══ Estratto della pagina ══
Batteri trapiantati nello stomaco per combattere l'obesità
Dal diabete all’obesità, dalla sclerosi multipla all’autismo: sono solo alcune delle malattie la cui soluzione potrebbe trovarsi in una nuova metodica, il trapianto di flora batterica intestinale (microbiota), applicazione che oggi in Italia viene eseguita solo al Policlinico universitario Gemelli di Roma dove già di routine viene usata contro infezioni intestinali potenzialmente letali. L’ateneo romano ha anche avviato sperimentazioni cliniche su alcuni pazienti con diabete insulino-resistente in fase precoce e con colite ulcerosa. E presto potrebbe partire un trial clinico sulla sclerosi multipla.
Il trapianto di microbiota è anche al centro del corso ’Postgraduate Course Gut Microbiome, Nutrition and Health’ organizzato dall’Associazione europea di gatroenterologia, endoscopia e nutrizione-Eagen che si apre oggi pomeriggio insieme al workshop congiunto XXVII International Workshop on Helicobacter and Microbiota in Inflammation and Cancer, dedicato a Helicobacter pylori e al suo ruolo nell’infiammazione gastrointestinale e nel cancro, a cura del Gruppo di studio europeo su Helicobacter-Ehsg (11-13 settembre). Il trapianto di microbiota fecale è uno dei più innovativi nuovi trattamenti del XXI secolo, sottolineano dal Gemelli. Gli esperti ritengono che questa procedura, che trapianta i microbi da un intestino umano a un altro attraverso la materia fecale, potrebbe offrire la cura a una vasta gamma di malattie e gettare nuova luce sul ruolo del microbioma in malattie gastrointestinali e non solo. Eseguire il trapianto di per sé è una procedura non complicata. Bisogna isolare la flora batterica di un donatore sano attraverso sofisticate procedure microbiologiche di purificazione, e questo liquido viene poi somministrato al ricevente per bocca o per via rettale.
═══
══ Materiale estratto ══
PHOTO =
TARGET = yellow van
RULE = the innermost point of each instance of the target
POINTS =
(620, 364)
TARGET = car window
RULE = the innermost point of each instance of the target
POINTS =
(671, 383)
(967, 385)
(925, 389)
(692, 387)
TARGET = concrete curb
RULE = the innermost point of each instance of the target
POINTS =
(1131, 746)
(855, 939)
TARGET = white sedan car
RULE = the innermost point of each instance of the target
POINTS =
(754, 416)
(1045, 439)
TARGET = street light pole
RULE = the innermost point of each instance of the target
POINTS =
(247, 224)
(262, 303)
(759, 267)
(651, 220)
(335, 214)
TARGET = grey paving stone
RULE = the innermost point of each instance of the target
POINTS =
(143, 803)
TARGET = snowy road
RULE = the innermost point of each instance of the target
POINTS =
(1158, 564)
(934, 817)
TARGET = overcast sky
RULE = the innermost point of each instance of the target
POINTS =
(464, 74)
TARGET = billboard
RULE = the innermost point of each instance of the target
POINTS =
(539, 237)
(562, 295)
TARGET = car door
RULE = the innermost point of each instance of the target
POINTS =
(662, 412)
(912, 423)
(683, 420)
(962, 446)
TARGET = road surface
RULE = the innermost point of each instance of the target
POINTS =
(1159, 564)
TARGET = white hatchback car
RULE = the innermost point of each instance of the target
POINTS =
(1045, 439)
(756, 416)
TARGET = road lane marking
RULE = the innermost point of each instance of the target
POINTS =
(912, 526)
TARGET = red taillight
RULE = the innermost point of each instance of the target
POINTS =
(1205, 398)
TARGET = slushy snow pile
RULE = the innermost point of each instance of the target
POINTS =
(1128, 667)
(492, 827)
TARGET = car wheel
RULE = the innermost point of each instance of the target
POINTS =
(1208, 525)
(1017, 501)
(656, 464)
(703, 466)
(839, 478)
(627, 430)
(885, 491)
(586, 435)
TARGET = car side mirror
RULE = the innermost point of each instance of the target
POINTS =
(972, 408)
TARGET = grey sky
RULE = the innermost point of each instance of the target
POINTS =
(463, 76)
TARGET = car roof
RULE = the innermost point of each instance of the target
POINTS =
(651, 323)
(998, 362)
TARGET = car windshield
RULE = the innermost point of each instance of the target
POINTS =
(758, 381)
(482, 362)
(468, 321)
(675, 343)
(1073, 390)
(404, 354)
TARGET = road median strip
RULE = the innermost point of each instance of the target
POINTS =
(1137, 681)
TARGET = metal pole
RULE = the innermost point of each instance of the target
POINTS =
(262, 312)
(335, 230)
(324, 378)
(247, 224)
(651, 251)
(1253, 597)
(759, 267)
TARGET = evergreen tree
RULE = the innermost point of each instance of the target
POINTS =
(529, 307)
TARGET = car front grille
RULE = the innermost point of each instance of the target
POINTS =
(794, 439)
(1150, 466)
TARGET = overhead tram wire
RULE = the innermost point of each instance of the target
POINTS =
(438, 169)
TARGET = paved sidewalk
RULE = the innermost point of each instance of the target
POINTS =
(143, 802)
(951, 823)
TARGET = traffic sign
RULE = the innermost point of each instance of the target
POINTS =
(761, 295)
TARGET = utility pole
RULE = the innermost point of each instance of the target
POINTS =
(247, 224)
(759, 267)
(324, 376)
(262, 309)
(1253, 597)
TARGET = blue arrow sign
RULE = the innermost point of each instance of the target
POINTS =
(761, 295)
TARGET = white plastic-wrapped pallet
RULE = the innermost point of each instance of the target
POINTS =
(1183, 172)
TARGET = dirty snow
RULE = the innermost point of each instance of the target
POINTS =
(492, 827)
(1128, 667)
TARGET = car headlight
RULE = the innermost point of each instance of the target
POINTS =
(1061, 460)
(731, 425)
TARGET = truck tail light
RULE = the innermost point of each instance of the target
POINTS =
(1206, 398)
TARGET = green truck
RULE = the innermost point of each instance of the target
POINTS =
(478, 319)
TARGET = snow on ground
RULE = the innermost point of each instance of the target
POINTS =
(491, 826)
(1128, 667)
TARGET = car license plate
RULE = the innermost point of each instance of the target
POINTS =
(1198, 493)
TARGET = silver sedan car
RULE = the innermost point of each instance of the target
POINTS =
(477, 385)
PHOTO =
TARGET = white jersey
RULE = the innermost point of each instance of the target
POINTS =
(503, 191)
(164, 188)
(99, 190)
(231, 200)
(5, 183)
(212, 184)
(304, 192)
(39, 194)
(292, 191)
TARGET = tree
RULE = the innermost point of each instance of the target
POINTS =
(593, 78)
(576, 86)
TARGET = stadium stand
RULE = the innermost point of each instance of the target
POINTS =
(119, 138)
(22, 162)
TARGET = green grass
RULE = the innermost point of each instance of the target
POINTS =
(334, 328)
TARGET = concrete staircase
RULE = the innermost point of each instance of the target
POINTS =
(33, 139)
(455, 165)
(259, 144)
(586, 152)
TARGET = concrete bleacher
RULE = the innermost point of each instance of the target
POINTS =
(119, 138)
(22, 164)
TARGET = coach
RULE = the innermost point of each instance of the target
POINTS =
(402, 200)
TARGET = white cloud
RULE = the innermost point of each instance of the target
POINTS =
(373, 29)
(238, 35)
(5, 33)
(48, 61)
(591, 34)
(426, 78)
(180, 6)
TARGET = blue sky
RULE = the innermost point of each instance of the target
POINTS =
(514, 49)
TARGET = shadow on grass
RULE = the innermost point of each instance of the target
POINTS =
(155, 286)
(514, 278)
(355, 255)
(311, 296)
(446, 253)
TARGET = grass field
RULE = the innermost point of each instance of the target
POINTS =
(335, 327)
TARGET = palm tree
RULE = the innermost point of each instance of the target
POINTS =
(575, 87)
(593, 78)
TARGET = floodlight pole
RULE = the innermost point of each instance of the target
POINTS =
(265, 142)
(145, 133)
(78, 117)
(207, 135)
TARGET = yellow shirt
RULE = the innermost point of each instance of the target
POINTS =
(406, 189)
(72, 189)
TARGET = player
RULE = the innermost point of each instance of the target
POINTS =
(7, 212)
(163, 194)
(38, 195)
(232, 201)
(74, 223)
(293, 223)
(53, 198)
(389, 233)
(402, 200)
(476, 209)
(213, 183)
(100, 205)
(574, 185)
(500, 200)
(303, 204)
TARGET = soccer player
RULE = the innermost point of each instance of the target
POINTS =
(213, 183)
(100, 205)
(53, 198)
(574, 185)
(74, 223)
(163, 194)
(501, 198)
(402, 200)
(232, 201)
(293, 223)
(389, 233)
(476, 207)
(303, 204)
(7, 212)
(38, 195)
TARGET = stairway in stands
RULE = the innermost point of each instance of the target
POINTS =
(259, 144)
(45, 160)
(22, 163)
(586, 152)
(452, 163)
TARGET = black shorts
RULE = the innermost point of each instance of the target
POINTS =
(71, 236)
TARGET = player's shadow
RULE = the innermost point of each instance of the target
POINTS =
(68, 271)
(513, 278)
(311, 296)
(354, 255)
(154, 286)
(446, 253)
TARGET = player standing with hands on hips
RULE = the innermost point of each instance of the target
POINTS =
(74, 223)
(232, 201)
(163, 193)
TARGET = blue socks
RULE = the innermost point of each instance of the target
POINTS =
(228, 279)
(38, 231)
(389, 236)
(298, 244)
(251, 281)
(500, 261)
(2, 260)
═══
══ Materiale estratto ══
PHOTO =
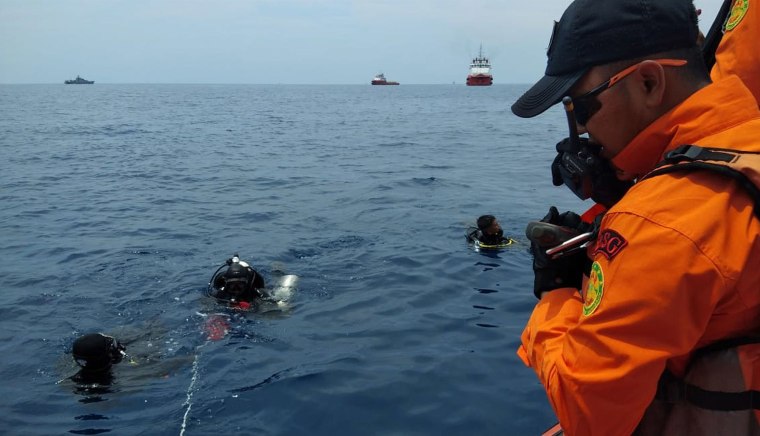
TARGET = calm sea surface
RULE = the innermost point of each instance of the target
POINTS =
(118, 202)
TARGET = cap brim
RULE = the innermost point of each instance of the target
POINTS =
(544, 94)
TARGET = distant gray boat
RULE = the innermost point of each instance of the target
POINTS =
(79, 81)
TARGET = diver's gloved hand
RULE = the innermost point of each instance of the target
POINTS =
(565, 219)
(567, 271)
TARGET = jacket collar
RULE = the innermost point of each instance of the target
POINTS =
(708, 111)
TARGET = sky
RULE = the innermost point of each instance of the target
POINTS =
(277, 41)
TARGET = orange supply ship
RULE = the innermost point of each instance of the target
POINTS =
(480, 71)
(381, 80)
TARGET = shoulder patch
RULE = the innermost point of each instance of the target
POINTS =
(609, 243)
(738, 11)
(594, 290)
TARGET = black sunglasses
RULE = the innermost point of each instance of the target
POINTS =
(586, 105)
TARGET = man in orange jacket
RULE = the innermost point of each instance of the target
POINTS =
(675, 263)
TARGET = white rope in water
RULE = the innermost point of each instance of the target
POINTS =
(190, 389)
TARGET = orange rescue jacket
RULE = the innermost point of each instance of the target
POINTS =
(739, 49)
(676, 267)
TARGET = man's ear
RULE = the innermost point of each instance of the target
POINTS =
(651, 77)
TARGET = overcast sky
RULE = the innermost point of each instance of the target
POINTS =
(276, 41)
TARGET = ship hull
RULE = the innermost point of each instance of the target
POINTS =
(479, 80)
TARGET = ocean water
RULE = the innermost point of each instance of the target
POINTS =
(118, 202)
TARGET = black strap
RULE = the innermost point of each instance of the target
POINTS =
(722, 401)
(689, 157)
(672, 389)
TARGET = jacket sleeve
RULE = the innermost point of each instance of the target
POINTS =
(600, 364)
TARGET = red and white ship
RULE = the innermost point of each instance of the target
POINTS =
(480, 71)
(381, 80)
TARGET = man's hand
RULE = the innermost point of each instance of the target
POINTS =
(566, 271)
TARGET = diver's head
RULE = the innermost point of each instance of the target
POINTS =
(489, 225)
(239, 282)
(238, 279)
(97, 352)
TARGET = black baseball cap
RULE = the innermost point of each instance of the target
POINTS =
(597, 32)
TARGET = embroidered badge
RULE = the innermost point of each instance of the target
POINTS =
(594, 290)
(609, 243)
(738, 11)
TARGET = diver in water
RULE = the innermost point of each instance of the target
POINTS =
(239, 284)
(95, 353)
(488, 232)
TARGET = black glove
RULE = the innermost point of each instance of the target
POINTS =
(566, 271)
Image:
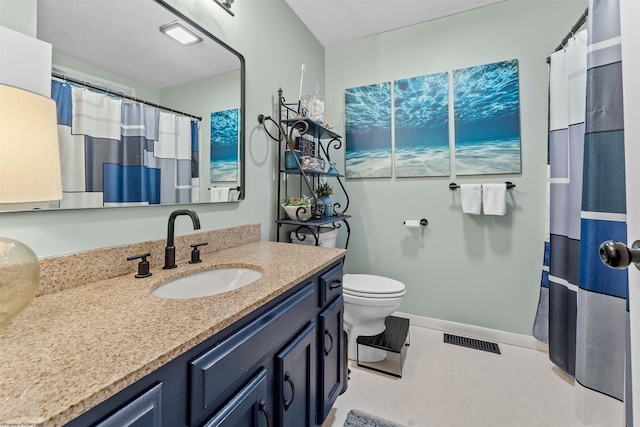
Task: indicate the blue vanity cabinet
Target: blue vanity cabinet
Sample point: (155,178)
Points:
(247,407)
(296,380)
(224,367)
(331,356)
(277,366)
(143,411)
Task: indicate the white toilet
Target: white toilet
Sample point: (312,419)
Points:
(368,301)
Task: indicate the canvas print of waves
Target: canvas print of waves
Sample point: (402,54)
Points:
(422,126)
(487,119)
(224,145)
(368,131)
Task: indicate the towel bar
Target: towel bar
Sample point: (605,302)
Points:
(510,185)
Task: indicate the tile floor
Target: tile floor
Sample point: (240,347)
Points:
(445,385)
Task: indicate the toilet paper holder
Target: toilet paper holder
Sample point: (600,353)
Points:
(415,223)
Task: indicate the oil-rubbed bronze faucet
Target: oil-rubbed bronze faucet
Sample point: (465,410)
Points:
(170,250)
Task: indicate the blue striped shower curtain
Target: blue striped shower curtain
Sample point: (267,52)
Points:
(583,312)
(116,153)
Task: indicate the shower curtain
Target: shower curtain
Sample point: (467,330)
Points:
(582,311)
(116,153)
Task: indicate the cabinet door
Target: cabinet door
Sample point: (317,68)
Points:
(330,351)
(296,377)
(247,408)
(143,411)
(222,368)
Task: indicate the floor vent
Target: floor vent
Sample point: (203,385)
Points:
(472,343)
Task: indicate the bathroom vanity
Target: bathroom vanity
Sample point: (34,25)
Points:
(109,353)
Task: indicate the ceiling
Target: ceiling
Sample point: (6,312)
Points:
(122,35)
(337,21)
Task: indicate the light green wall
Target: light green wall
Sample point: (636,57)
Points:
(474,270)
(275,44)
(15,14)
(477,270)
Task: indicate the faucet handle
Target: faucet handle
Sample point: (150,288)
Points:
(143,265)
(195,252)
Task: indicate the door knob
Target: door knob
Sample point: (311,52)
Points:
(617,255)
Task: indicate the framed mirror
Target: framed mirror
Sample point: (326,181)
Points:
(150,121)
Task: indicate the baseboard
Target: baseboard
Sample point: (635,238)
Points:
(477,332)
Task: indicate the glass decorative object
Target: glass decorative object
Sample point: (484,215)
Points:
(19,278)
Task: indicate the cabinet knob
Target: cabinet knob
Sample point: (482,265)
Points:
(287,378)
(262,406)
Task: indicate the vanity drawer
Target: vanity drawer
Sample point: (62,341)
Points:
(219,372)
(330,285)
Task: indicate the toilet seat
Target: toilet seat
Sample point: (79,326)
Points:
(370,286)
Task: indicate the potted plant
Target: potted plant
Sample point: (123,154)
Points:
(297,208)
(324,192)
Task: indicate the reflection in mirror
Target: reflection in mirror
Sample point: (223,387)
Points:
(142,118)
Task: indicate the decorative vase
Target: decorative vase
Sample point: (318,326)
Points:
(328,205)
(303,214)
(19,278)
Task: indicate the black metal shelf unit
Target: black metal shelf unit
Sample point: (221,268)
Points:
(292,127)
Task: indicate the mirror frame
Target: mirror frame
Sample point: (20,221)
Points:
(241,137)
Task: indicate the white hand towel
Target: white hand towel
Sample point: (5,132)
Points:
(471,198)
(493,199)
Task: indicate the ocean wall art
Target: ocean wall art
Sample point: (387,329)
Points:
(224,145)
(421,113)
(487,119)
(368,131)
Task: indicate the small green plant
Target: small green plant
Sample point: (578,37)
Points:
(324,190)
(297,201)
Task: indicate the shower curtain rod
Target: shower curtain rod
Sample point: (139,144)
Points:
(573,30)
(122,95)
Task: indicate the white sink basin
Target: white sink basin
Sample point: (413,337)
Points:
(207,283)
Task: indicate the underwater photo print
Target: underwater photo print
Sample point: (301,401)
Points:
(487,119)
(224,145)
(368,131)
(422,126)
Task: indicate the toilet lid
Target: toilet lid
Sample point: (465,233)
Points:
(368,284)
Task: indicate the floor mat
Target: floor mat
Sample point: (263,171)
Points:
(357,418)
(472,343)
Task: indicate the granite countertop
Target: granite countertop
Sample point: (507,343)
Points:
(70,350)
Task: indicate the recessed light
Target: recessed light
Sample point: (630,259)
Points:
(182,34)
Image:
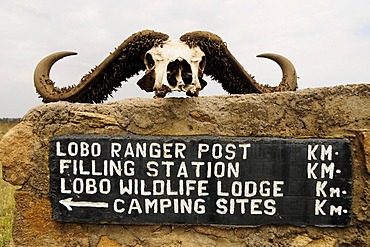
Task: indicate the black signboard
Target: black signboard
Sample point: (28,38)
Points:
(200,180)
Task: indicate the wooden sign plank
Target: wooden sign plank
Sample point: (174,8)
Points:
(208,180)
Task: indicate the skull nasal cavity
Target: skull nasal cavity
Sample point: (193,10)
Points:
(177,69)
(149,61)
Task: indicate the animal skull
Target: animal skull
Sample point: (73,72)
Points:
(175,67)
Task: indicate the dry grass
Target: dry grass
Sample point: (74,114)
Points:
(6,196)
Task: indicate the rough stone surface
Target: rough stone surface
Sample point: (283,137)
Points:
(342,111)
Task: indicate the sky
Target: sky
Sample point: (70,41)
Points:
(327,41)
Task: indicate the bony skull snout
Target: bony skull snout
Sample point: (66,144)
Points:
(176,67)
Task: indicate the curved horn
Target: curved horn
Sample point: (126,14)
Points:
═══
Compito da svolgere:
Per favore, estrai parola per parola dall'articolo sul trapianto di microbiota tutto ciò che va da "Batteri trapiantati nello" giù fino a "sulla sclerosi multipla.". L'elenco non ha alcun ruolo in questo lavoro.

Risposta scritta:
Batteri trapiantati nello stomaco per combattere l'obesità
Dal diabete all’obesità, dalla sclerosi multipla all’autismo: sono solo alcune delle malattie la cui soluzione potrebbe trovarsi in una nuova metodica, il trapianto di flora batterica intestinale (microbiota), applicazione che oggi in Italia viene eseguita solo al Policlinico universitario Gemelli di Roma dove già di routine viene usata contro infezioni intestinali potenzialmente letali. L’ateneo romano ha anche avviato sperimentazioni cliniche su alcuni pazienti con diabete insulino-resistente in fase precoce e con colite ulcerosa. E presto potrebbe partire un trial clinico sulla sclerosi multipla.